**The request**
Can you lay out every line of the listing below as a Markdown table with the columns Row and Text, numbering each row and skipping blank lines?

**Exercise input**
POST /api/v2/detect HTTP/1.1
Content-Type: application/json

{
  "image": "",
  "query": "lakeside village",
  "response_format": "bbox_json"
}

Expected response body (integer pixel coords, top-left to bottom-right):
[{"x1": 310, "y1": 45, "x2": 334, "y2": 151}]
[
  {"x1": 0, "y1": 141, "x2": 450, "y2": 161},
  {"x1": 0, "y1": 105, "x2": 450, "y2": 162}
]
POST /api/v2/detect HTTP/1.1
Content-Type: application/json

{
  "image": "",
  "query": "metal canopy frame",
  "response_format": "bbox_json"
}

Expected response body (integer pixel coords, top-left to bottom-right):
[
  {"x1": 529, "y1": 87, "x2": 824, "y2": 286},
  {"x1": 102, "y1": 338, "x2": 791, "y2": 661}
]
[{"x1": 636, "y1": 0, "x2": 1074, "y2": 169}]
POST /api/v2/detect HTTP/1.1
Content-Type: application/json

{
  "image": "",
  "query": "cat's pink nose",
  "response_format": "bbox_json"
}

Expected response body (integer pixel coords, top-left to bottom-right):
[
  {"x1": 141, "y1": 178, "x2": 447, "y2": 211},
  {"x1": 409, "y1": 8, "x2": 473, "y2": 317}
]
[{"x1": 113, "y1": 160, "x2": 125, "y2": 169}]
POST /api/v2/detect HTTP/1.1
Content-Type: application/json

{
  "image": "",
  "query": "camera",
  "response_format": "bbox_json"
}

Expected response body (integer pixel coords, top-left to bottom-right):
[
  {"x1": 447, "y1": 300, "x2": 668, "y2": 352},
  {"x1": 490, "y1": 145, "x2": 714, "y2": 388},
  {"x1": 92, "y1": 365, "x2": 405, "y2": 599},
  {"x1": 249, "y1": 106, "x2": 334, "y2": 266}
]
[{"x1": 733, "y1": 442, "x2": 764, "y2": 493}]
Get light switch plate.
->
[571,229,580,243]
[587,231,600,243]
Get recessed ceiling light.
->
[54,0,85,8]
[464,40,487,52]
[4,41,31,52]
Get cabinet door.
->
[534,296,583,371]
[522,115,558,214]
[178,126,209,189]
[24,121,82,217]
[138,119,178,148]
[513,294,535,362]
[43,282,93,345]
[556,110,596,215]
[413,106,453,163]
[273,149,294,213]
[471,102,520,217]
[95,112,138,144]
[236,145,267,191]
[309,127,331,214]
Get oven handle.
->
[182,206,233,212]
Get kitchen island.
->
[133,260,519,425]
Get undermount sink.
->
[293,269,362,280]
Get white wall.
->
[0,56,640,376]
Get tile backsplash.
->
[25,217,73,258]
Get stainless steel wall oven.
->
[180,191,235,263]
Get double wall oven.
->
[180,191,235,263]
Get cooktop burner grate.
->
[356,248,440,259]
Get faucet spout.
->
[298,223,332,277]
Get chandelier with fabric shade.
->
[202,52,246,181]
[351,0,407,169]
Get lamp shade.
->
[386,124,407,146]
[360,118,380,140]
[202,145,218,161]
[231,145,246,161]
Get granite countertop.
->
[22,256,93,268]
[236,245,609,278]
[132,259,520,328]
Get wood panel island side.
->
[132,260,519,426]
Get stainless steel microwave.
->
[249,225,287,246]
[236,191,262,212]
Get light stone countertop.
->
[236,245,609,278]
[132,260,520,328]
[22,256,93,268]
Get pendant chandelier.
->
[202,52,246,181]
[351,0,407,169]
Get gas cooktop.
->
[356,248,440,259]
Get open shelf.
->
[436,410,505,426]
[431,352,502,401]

**Result**
| Row | Text |
|---|---|
| 1 | POST /api/v2/detect HTTP/1.1 |
| 2 | Content-Type: application/json |
| 3 | { |
| 4 |   "image": "", |
| 5 |   "query": "lakeside village", |
| 6 |   "response_format": "bbox_json" |
| 7 | } |
| 8 | Expected response body (integer pixel coords, top-left to bottom-right): |
| 9 | [{"x1": 310, "y1": 45, "x2": 334, "y2": 151}] |
| 10 | [ |
| 11 |   {"x1": 0, "y1": 141, "x2": 450, "y2": 161}, |
| 12 |   {"x1": 0, "y1": 105, "x2": 450, "y2": 162} |
| 13 | ] |
| 14 | POST /api/v2/detect HTTP/1.1 |
| 15 | Content-Type: application/json |
| 16 | { |
| 17 |   "image": "", |
| 18 |   "query": "metal canopy frame", |
| 19 |   "response_format": "bbox_json" |
| 20 | } |
| 21 | Expected response body (integer pixel coords, top-left to bottom-right): |
| 22 | [ |
| 23 |   {"x1": 529, "y1": 87, "x2": 824, "y2": 286}, |
| 24 |   {"x1": 102, "y1": 338, "x2": 791, "y2": 661} |
| 25 | ] |
| 26 | [{"x1": 636, "y1": 0, "x2": 1074, "y2": 169}] |
| 27 | POST /api/v2/detect HTTP/1.1 |
| 28 | Content-Type: application/json |
| 29 | { |
| 30 |   "image": "", |
| 31 |   "query": "cat's pink nose", |
| 32 |   "response_format": "bbox_json" |
| 33 | } |
| 34 | Expected response body (integer pixel coords, top-left to bottom-right): |
| 35 | [ |
| 36 |   {"x1": 141, "y1": 178, "x2": 447, "y2": 211}, |
| 37 |   {"x1": 409, "y1": 8, "x2": 473, "y2": 317} |
| 38 | ] |
| 39 | [{"x1": 113, "y1": 160, "x2": 125, "y2": 169}] |
| 40 | POST /api/v2/detect HTTP/1.1 |
| 41 | Content-Type: application/json |
| 42 | { |
| 43 |   "image": "", |
| 44 |   "query": "camera", |
| 45 |   "response_format": "bbox_json" |
| 46 | } |
| 47 | Expected response body (integer pixel coords, top-left to bottom-right): |
| 48 | [ |
| 49 |   {"x1": 447, "y1": 300, "x2": 668, "y2": 352}, |
| 50 |   {"x1": 490, "y1": 145, "x2": 714, "y2": 388}, |
| 51 |   {"x1": 92, "y1": 365, "x2": 405, "y2": 599}, |
| 52 |   {"x1": 249, "y1": 106, "x2": 334, "y2": 266} |
| 53 | ] |
| 54 | [{"x1": 733, "y1": 442, "x2": 764, "y2": 493}] |
| 55 | Get light switch plate. |
| 56 | -> |
| 57 | [571,229,580,243] |
| 58 | [587,231,600,243] |
| 59 | Get recessed ceiling light. |
| 60 | -> |
| 61 | [54,0,85,8] |
| 62 | [464,40,487,52] |
| 63 | [4,41,31,52] |
| 64 | Get cabinet door. |
| 65 | -> |
| 66 | [534,296,583,371] |
| 67 | [522,115,558,214] |
| 68 | [178,126,209,189] |
| 69 | [24,121,82,217] |
| 70 | [138,119,178,148] |
| 71 | [513,294,535,362] |
| 72 | [43,282,93,345] |
| 73 | [556,110,596,215] |
| 74 | [413,106,453,163] |
| 75 | [273,149,294,213] |
| 76 | [471,102,520,217] |
| 77 | [95,112,138,144] |
| 78 | [236,145,267,191] |
| 79 | [309,127,331,214] |
| 80 | Get oven handle. |
| 81 | -> |
| 82 | [182,206,233,212] |
| 83 | Get kitchen island. |
| 84 | -> |
| 85 | [133,260,519,425] |
| 86 | Get undermount sink. |
| 87 | -> |
| 88 | [293,269,362,280] |
| 89 | Get white wall. |
| 90 | -> |
| 91 | [0,56,640,376] |
| 92 | Get tile backsplash. |
| 93 | -> |
| 94 | [25,217,73,258] |
| 95 | Get stainless steel wall oven. |
| 96 | -> |
| 97 | [180,191,235,263] |
| 98 | Get double wall oven. |
| 99 | -> |
| 100 | [180,191,235,263] |
| 101 | Get cooktop burner grate. |
| 102 | -> |
| 103 | [356,248,440,259] |
| 104 | Get faucet spout. |
| 105 | -> |
| 106 | [298,223,332,277] |
| 107 | Get chandelier with fabric shade. |
| 108 | -> |
| 109 | [202,52,246,181] |
| 110 | [351,0,407,169] |
| 111 | Get lamp shade. |
| 112 | -> |
| 113 | [386,124,407,146] |
| 114 | [360,118,380,140] |
| 115 | [202,145,218,161] |
| 116 | [231,145,246,161] |
| 117 | Get granite countertop. |
| 118 | -> |
| 119 | [22,256,93,268] |
| 120 | [236,245,609,278] |
| 121 | [132,259,520,328] |
| 122 | Get wood panel island side. |
| 123 | -> |
| 124 | [132,260,519,426] |
| 125 | Get stainless steel microwave. |
| 126 | -> |
| 127 | [249,225,287,246] |
| 128 | [236,191,262,212] |
| 129 | Get light stone countertop. |
| 130 | -> |
| 131 | [236,245,609,278] |
| 132 | [132,260,520,328] |
| 133 | [22,256,93,268] |
| 134 | Get pendant chandelier. |
| 135 | -> |
| 136 | [202,52,246,181] |
| 137 | [351,0,407,169] |
| 138 | Get gas cooktop. |
| 139 | -> |
| 140 | [356,248,440,259] |
| 141 | Get open shelf. |
| 142 | -> |
| 143 | [436,410,505,426] |
| 144 | [431,352,502,401] |